◆ What to do
Reproduce the text of the material below word for word, from first line to last, leaving out any images.

◆ Items
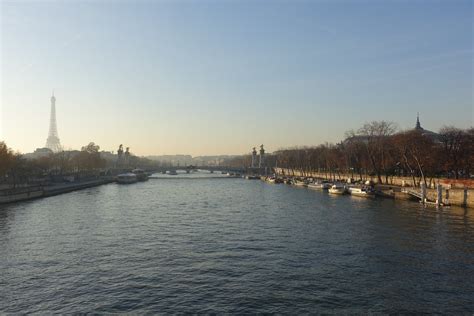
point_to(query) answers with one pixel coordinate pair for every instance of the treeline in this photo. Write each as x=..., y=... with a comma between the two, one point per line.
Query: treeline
x=17, y=169
x=377, y=149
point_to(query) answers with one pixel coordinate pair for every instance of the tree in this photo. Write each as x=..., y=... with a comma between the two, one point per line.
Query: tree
x=378, y=146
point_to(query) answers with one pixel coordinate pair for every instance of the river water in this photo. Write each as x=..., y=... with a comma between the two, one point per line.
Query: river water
x=194, y=244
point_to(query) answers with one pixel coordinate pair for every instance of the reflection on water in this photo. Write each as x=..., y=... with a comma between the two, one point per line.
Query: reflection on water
x=231, y=245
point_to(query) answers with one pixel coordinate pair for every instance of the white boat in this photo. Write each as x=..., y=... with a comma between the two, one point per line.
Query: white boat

◆ Solution for this problem
point_to(query) answers with one pixel coordinate pair for every instance of the treeline in this photo. Write each as x=..., y=... with a comma between the two, one point per line.
Query: treeline
x=17, y=169
x=377, y=149
point_to(query) answers with one pixel coordinate pair for every instance of the tree in this photo. Write each as x=..., y=... with a comma between the two, one point per line.
Query: tree
x=378, y=146
point_to(query) answers with one pixel coordinate pair for every instance of the river water in this photo. Write each as x=..., y=... with a comma between the two, one point per line.
Query: river water
x=194, y=244
point_to(query) answers with one pixel coordinate pair for every instance of the reflection on water in this photo. Write each as x=..., y=... with a comma between the two, one point per line.
Query: reflection on water
x=231, y=245
point_to(query) answers with one pixel coordinate pair for every instance of the white boat in this photo. Write each as x=..., y=... with a comma between the two, one point per line.
Query: white boat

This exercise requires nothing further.